Copy out every item below word for word, leaving the pictures out.

* Dataset *
________

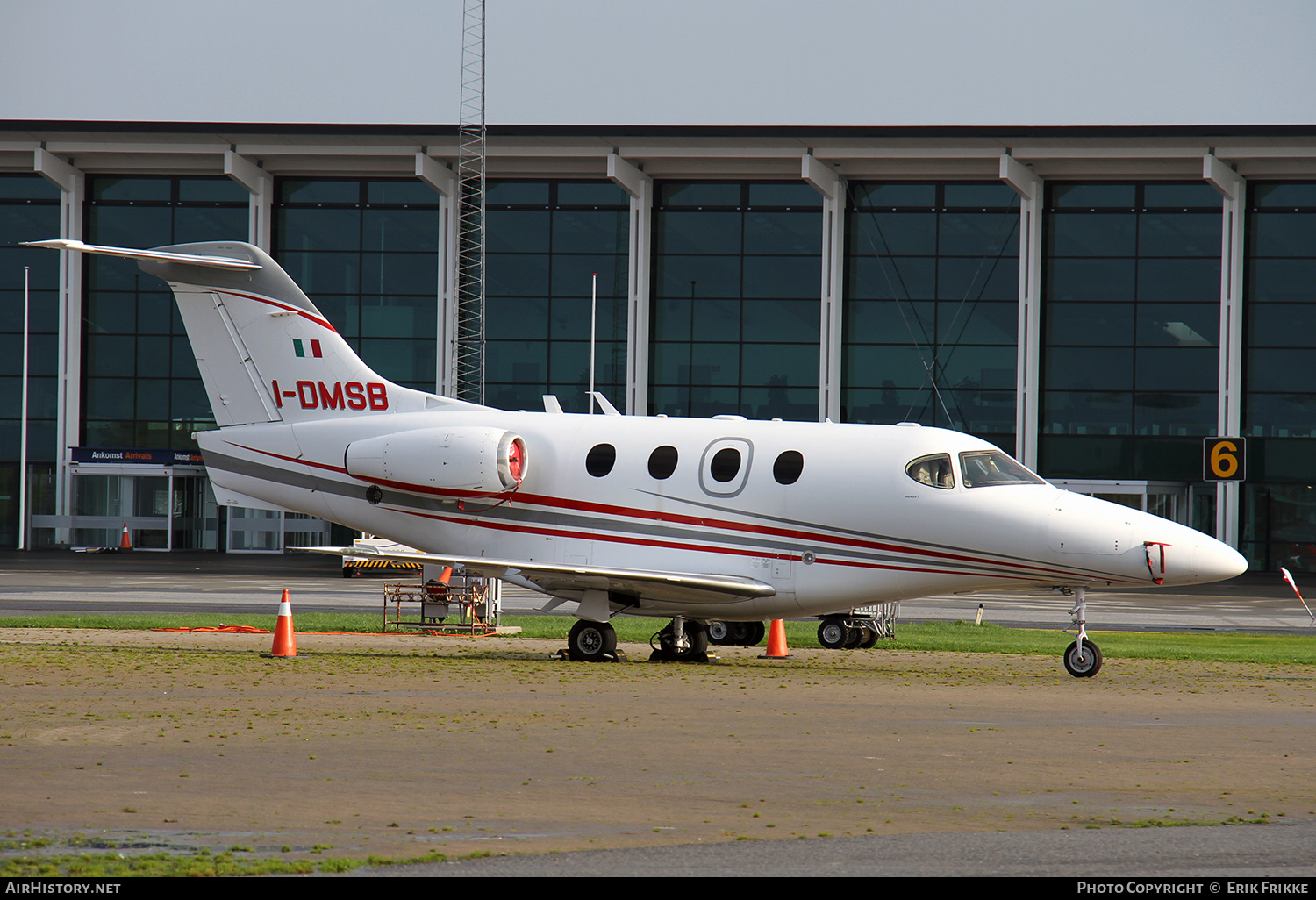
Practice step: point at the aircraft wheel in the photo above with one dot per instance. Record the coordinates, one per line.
(591, 641)
(833, 633)
(870, 639)
(755, 634)
(697, 639)
(740, 633)
(1086, 663)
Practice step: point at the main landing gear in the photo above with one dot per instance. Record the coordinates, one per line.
(591, 641)
(845, 633)
(736, 634)
(683, 639)
(1082, 658)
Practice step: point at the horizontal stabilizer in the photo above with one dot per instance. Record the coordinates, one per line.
(558, 578)
(192, 260)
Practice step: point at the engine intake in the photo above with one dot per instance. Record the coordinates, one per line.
(468, 460)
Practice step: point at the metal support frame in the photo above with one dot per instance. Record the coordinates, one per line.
(640, 187)
(260, 184)
(1029, 189)
(1234, 189)
(73, 189)
(444, 181)
(832, 186)
(468, 337)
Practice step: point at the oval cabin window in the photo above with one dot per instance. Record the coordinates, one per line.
(662, 462)
(726, 465)
(600, 460)
(789, 466)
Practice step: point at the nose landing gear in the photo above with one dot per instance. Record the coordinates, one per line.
(1082, 658)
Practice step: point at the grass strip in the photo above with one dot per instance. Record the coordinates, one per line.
(952, 637)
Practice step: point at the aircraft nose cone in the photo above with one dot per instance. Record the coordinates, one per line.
(1213, 561)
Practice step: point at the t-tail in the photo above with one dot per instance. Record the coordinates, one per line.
(265, 353)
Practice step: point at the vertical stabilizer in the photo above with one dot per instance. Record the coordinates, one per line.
(265, 353)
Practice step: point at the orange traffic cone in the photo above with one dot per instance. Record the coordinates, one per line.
(776, 641)
(283, 642)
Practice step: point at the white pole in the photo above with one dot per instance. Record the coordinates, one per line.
(23, 431)
(594, 308)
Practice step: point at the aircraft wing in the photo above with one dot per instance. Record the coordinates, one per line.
(157, 255)
(566, 579)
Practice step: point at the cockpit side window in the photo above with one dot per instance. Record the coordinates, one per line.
(933, 471)
(992, 468)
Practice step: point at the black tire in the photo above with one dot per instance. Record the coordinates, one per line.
(755, 634)
(737, 633)
(591, 641)
(697, 636)
(833, 633)
(1084, 665)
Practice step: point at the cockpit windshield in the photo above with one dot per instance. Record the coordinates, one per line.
(992, 468)
(933, 471)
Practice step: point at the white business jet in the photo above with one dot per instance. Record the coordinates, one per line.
(694, 520)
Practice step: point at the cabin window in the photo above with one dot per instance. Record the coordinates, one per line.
(726, 465)
(789, 466)
(600, 460)
(992, 468)
(662, 462)
(933, 471)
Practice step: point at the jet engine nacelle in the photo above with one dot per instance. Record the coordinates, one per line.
(471, 460)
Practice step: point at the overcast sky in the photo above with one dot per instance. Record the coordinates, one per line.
(666, 62)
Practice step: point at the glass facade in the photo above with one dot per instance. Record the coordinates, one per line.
(1129, 321)
(736, 289)
(545, 244)
(932, 307)
(1279, 382)
(29, 211)
(141, 386)
(366, 253)
(1131, 329)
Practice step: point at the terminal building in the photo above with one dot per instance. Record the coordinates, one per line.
(1094, 300)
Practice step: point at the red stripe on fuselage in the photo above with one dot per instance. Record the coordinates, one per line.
(607, 510)
(284, 307)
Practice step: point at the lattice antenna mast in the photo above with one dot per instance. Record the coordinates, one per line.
(468, 342)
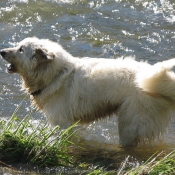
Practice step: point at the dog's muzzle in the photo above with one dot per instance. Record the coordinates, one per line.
(3, 53)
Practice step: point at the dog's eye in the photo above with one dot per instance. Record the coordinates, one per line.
(21, 50)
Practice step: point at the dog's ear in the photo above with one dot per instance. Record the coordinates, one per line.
(42, 55)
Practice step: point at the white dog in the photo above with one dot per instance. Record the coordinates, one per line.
(69, 89)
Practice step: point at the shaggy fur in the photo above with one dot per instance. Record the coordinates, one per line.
(69, 89)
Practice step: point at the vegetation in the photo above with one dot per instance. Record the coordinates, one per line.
(22, 141)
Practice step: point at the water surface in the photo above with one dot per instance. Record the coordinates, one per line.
(144, 29)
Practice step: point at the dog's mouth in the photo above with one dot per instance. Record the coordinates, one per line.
(11, 68)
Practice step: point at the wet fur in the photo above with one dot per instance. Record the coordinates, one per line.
(69, 89)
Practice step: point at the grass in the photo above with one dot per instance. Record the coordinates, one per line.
(21, 141)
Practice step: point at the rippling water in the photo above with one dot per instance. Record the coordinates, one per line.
(144, 29)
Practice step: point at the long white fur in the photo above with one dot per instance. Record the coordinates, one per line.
(88, 89)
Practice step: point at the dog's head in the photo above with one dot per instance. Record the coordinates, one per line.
(27, 56)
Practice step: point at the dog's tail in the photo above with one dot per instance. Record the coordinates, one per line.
(158, 80)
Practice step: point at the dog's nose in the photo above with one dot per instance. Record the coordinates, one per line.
(3, 53)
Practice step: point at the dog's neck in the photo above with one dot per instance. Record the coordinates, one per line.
(35, 93)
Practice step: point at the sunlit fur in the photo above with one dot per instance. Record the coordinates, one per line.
(88, 89)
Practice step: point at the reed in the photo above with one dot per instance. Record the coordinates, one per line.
(24, 142)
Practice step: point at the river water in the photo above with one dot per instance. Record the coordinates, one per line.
(144, 29)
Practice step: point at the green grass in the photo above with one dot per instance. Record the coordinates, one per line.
(23, 142)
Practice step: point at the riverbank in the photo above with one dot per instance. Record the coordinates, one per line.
(27, 148)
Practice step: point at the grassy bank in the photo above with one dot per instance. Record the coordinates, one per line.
(24, 142)
(37, 144)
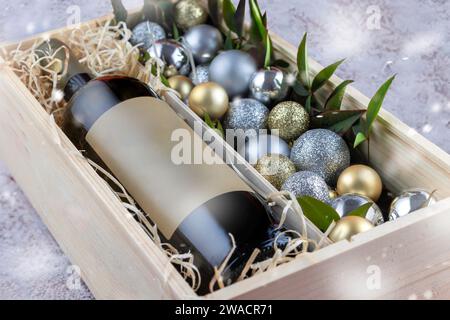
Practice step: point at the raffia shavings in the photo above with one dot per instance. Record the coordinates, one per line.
(105, 49)
(217, 278)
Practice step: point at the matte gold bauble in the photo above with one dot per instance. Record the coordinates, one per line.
(275, 168)
(360, 179)
(181, 84)
(189, 13)
(349, 226)
(209, 98)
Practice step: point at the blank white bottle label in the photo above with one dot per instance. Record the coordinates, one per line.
(134, 140)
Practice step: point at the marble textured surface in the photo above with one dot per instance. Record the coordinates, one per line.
(378, 38)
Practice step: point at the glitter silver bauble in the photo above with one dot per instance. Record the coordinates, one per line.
(233, 70)
(146, 33)
(201, 74)
(410, 201)
(258, 145)
(246, 114)
(323, 152)
(172, 53)
(290, 120)
(306, 183)
(204, 41)
(269, 86)
(349, 202)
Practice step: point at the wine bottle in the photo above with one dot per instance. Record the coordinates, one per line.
(122, 122)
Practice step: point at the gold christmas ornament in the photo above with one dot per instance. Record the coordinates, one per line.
(348, 227)
(181, 84)
(209, 98)
(275, 168)
(290, 118)
(360, 179)
(189, 13)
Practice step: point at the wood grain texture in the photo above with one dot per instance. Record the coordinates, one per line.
(116, 257)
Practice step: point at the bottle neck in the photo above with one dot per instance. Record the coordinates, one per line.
(75, 83)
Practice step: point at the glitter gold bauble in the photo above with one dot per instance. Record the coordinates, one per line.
(349, 226)
(181, 84)
(275, 168)
(209, 98)
(290, 119)
(360, 179)
(189, 13)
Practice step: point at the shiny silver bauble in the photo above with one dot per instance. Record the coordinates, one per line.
(410, 201)
(201, 74)
(253, 147)
(349, 202)
(204, 41)
(246, 114)
(172, 53)
(269, 86)
(146, 33)
(233, 70)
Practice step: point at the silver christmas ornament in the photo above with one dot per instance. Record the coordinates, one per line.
(258, 145)
(349, 202)
(233, 70)
(201, 74)
(306, 183)
(204, 41)
(172, 53)
(269, 86)
(246, 114)
(323, 152)
(410, 201)
(146, 33)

________

* Response for this exercise *
Practice step: point at the aircraft wheel in the photo above with one dot per instance. Record the coordinates, one per line.
(591, 641)
(833, 633)
(870, 639)
(755, 634)
(697, 639)
(740, 633)
(1086, 663)
Practice step: point at the main landing gear in the photo above with one dot per instance. Record the coordinates, one per line.
(591, 641)
(845, 633)
(736, 634)
(683, 639)
(1082, 658)
Practice step: point at the horizontal stabilizer in the photo above with one dot per instance. Record the coordinates, one per line.
(558, 578)
(192, 260)
Practice step: point at the engine intake in the photo above with one dot per instance. Record the coordinates, one per line.
(468, 460)
Practice step: point at the metal support frame in the photo above with one dot per instance. Record the coordinates, one per line.
(640, 187)
(260, 184)
(1029, 189)
(1234, 189)
(73, 189)
(444, 181)
(832, 186)
(468, 337)
Practice step: point at the oval cabin window in the photo above with one dot per instance. Record the coordinates, one per line.
(662, 462)
(726, 465)
(600, 460)
(789, 466)
Practice step: point at the nose landing gear in the photo above with one dot per instance. Record the coordinates, one per line.
(1082, 658)
Practice step: point at the grass strip in the photo above with one dot per instance. Record the coordinates, one per line.
(952, 637)
Practice step: point at the aircraft nose cone in the photo above with one dot per instance. Record the coordinates, one per line.
(1213, 561)
Practice step: point at the t-tail in the photo above with one dot per instance. Record the coordinates, one per line.
(265, 353)
Practice step: point at the vertical stabilizer in the photo above with one dot per instance. Record the coordinates, one per line.
(265, 353)
Practice step: point at the orange traffic cone in the photo above with one dot per instance. Record the coordinates, one per line.
(776, 641)
(283, 642)
Practice step: point at the white pole in the photo above with one dot per instance. Record the coordinates, one per line.
(23, 431)
(594, 308)
Practice step: point at the aircraft wing in the photo above with one dot per instance. Record the coordinates, one per line.
(157, 255)
(566, 579)
Practice step: point at the cockpit side window in the photo above with one dot per instance. Record the coordinates, one per line.
(933, 471)
(992, 468)
Practice step: point at the black tire in the photo above with one dot per instance. Record the coordinates, one per line.
(755, 634)
(737, 633)
(591, 641)
(697, 636)
(833, 633)
(1084, 665)
Practice step: point at the cockpit windshield in the photo above with one dot per instance. Record the coordinates, one per line.
(992, 468)
(933, 471)
Practice step: point at the white business jet in the photo above with one dot per instance. Record the coordinates, one per line.
(694, 520)
Practice step: point at the cabin window in the photo above with one dot per instance. Record the coordinates, one per line.
(726, 465)
(789, 466)
(600, 460)
(992, 468)
(662, 462)
(933, 471)
Practice step: point at the jet engine nacelle in the photo above with one dot per instance. Record the coordinates, one per line.
(471, 460)
Practice step: point at the overcast sky in the photo above with one dot per instance. Record the coordinates, one per line.
(666, 62)
Practice step: point at the glass facade in the photo above with one dot per instance. Record the coordinates, one per line.
(1129, 321)
(736, 289)
(545, 244)
(932, 307)
(1279, 382)
(29, 211)
(141, 386)
(366, 253)
(1131, 329)
Practice step: point at the terminal building in the photo above with one dot per instance. Record the coordinates, one per line.
(1094, 300)
Practice step: point at the red stripe on fuselage in the photo above with one dot per instance. Record the coordinates, one per line.
(607, 510)
(284, 307)
Practice step: point at the lattice antenna mast in the photo above with one dot per instance. Record the coordinates, one per line.
(468, 342)
Practice step: point at the dog's muzzle in the photo above with one dot per instance. Record the coordinates, one per line.
(3, 53)
Practice step: point at the dog's eye in the photo above with one dot per instance. Record the coordinates, one per line.
(21, 50)
Practice step: point at the dog's ear in the photo above with one dot per instance. Record the coordinates, one per line.
(42, 55)
Practice step: point at the white dog in the photo above with one dot per instance. Record the coordinates, one per line.
(69, 89)
Practice step: point at the shaggy fur in the photo above with one dot per instance. Record the coordinates, one per line.
(69, 89)
Practice step: point at the vegetation in the photo above with one dot per instance. Record the coordinates, one per line.
(22, 141)
Practice step: point at the water surface in the photo above with one dot per instance. Record the coordinates, one per line.
(144, 29)
Practice step: point at the dog's mouth in the photo above with one dot per instance. Record the coordinates, one per line.
(11, 68)
Practice step: point at the wet fur in the photo above with one dot per instance. Record the coordinates, one per line.
(69, 89)
Practice step: point at the grass in the photo above with one dot per instance. Record the coordinates, one per line.
(21, 141)
Practice step: point at the rippling water in the photo above with one dot per instance. Record the coordinates, one per line.
(144, 29)
Practice step: point at the long white fur in the photo above with one dot per instance. Record the coordinates, one per line.
(88, 89)
Practice step: point at the dog's head in the photo above with one dot per instance. Record the coordinates, one per line.
(27, 56)
Practice step: point at the dog's tail in the photo above with one dot per instance. Record the coordinates, one per line.
(158, 80)
Practice step: point at the dog's nose in the photo above with one dot per instance. Record the coordinates, one per line.
(3, 53)
Practice step: point at the dog's neck in the photo above with one dot per instance. Record the coordinates, one per line.
(35, 93)
Practice step: point at the sunlit fur in the photo above with one dot per instance. Record the coordinates, one per line.
(88, 89)
Practice step: point at the reed in the photo above with one dot per instance. Record the coordinates, one per line.
(24, 142)
Practice step: point at the river water in the photo above with one dot per instance. Record the coordinates, one per line.
(144, 29)
Practice step: point at the green grass in the photo above with one dot per instance. Record the coordinates, one per line.
(23, 142)
Practice step: point at the riverbank in the photo above with one dot per instance. Record the coordinates, one per line.
(27, 148)
Practice step: point at the grassy bank in the photo above with one dot per instance. Record the coordinates, one per line.
(24, 142)
(37, 144)
Practice step: point at the raffia shavings in the photo above with one dot per instance. Record the coordinates, one per line.
(105, 49)
(217, 278)
Practice step: point at the matte gold bauble in the photo above with one dot per instance. Record the coordinates, one per line.
(275, 168)
(360, 179)
(181, 84)
(189, 13)
(349, 226)
(209, 98)
Practice step: point at the blank white bottle label in the photo above with one dot per instance. Record the coordinates, one per line.
(134, 140)
Practice step: point at the marble textured surface in the photo above with one dot per instance. Record the coordinates, one per line.
(378, 38)
Practice step: point at the glitter silver bauble in the photo above with one dot per instance. Record the coordinates, one per line.
(233, 70)
(146, 33)
(201, 74)
(410, 201)
(258, 145)
(246, 114)
(323, 152)
(172, 53)
(290, 120)
(306, 183)
(204, 41)
(269, 86)
(349, 202)
Practice step: point at the wine bottle in the photo above with one dot per instance. Record the coordinates, one per line.
(122, 122)
Practice step: point at the gold christmas ornament in the photo above with one dot per instance. Record the coordinates, one per line.
(348, 227)
(181, 84)
(209, 98)
(275, 168)
(290, 118)
(360, 179)
(189, 13)
Practice step: point at the wood grain texture in the photo above with one dot per instance. Record the coordinates, one per line.
(116, 257)
Practice step: point at the bottle neck in the photo above with one dot per instance. Record the coordinates, one per line.
(75, 83)
Practice step: point at the glitter gold bauble in the photo above with one dot per instance. Record the coordinates, one per line.
(349, 226)
(181, 84)
(275, 168)
(209, 98)
(290, 119)
(360, 179)
(189, 13)
Practice step: point at the shiny silver bauble in the photo above with one dot per instance. Record the coordinates, one per line.
(410, 201)
(201, 74)
(253, 147)
(349, 202)
(204, 41)
(246, 114)
(172, 53)
(269, 86)
(146, 33)
(233, 70)
Practice step: point at the silver christmas ornament in the photo above with one dot per instance. Record the coordinates, one per line.
(258, 145)
(349, 202)
(233, 70)
(201, 74)
(306, 183)
(204, 41)
(172, 53)
(269, 86)
(246, 114)
(323, 152)
(410, 201)
(146, 33)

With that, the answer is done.